--- What the task asks ---
An exact copy of the entries below is needed, with every picture left out.

--- Data to examine Enclosed Below ---

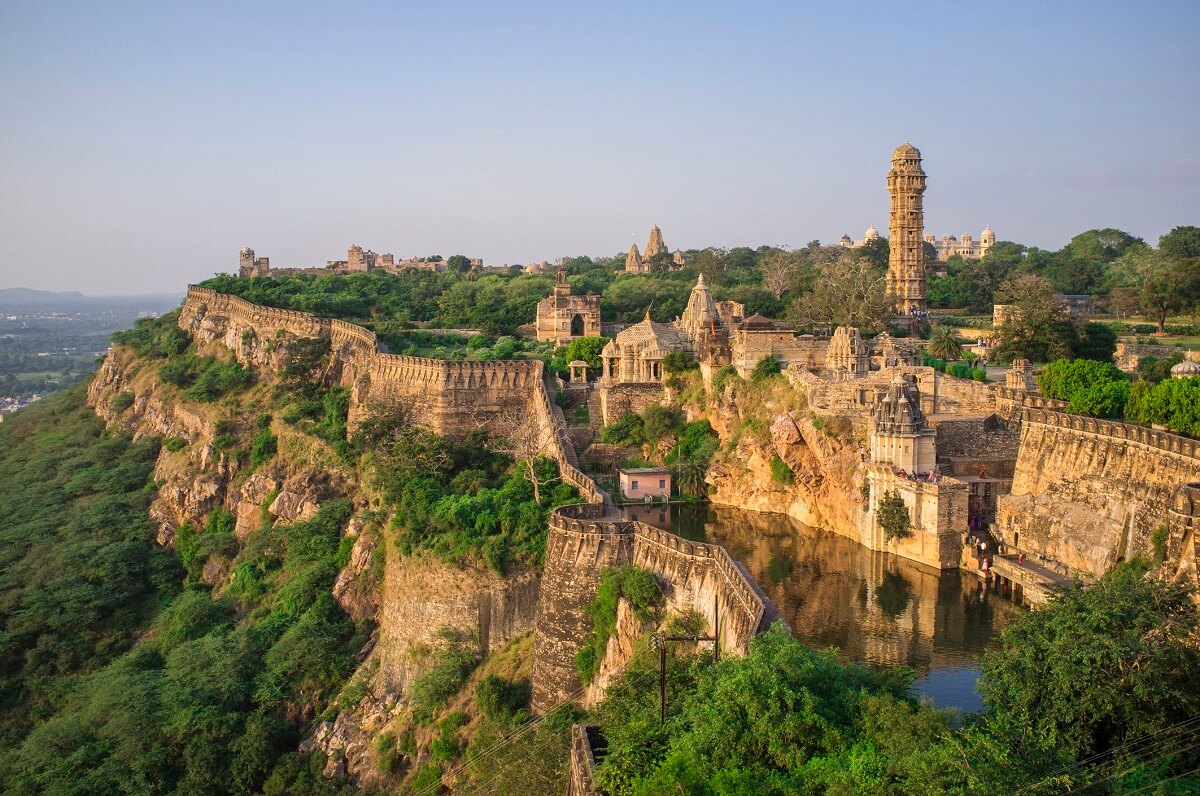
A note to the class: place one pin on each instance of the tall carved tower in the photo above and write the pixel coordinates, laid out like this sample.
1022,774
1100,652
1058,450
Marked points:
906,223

--- End of Enclosed Data to examine ---

--- Answer box ---
A note to the class: place one pin on each instance of the tall carved tower in the photo above and write the pixel coordinates, laid out like this sample.
1022,774
1100,652
1058,450
Marked points:
906,223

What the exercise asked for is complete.